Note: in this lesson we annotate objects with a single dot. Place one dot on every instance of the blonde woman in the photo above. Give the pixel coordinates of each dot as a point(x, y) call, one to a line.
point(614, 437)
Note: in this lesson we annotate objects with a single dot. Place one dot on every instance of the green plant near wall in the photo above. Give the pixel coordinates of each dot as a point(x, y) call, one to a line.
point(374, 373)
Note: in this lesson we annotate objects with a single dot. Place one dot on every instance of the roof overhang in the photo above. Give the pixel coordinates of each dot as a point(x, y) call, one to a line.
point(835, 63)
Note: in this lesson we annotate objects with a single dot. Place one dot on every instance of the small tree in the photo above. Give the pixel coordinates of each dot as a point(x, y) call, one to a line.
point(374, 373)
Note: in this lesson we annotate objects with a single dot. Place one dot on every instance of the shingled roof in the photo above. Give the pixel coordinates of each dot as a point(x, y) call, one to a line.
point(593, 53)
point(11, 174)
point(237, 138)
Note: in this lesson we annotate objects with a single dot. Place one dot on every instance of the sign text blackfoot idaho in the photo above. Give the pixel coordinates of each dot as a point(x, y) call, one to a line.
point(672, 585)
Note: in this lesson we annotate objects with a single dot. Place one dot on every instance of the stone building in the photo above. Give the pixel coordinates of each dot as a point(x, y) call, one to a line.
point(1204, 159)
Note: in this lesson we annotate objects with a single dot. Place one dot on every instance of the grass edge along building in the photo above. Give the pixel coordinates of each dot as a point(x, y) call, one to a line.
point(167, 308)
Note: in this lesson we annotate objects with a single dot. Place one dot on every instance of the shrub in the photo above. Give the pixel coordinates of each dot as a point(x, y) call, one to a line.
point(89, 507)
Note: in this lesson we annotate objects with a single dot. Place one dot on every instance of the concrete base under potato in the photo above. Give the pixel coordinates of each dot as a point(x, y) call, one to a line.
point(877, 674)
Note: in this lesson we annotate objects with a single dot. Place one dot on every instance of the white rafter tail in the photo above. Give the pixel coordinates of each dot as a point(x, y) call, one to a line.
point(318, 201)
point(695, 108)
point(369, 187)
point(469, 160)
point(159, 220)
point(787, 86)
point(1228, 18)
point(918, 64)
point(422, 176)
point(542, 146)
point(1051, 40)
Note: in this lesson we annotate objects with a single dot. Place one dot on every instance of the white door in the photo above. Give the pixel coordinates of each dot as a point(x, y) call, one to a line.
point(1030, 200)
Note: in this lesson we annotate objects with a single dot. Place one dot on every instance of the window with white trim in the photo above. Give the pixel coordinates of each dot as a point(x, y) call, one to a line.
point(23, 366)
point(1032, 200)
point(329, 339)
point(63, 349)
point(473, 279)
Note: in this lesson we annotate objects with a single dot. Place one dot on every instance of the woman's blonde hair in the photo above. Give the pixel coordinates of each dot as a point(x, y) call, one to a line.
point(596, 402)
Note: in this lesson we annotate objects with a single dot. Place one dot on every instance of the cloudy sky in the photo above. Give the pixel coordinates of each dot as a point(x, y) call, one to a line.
━━━━━━━━━━━━━━━━━━━━━━━━━━━━━━
◆ **TASK REQUIREMENTS**: In the data above, find the line containing "the white rafter", then copy it and every later line exactly.

◆ **ANSWER TO THE EXERCISE**:
Note: in this lesson we annotate objects with a single dot. Place one dot on every instance of the white rafter tail in the photo above. Give the pixel coordinates of each dot as a point(x, y) call, one to a line.
point(318, 201)
point(695, 108)
point(369, 187)
point(469, 160)
point(159, 220)
point(787, 86)
point(1228, 18)
point(918, 64)
point(422, 176)
point(542, 146)
point(1051, 40)
Note: in this lesson we annotate objects with a single dot. Place one dot on every instance of the white door in the photo above. Give the pixel coordinates of each dot as a point(x, y) call, one to a line.
point(1030, 200)
Note: in this lesson we annotate objects with a single dot. Place one dot on every instance of the window with white trim in the photo above. Give the pixel coordinates of each dot as a point(x, y) call, one to a line.
point(23, 366)
point(1032, 200)
point(329, 339)
point(63, 349)
point(473, 279)
Note: in this lesson we annotate objects with a single dot. Place one dot on every instance of the woman's blonde hair in the photo above. Give the pixel coordinates of each dot as a point(x, y) call, one to a line.
point(596, 402)
Note: in this lesson we annotate objects with a single dot. Place one dot on every instance of the cloudy sky in the photo above. Give the pixel coordinates of each dot as a point(x, y) call, one to a line.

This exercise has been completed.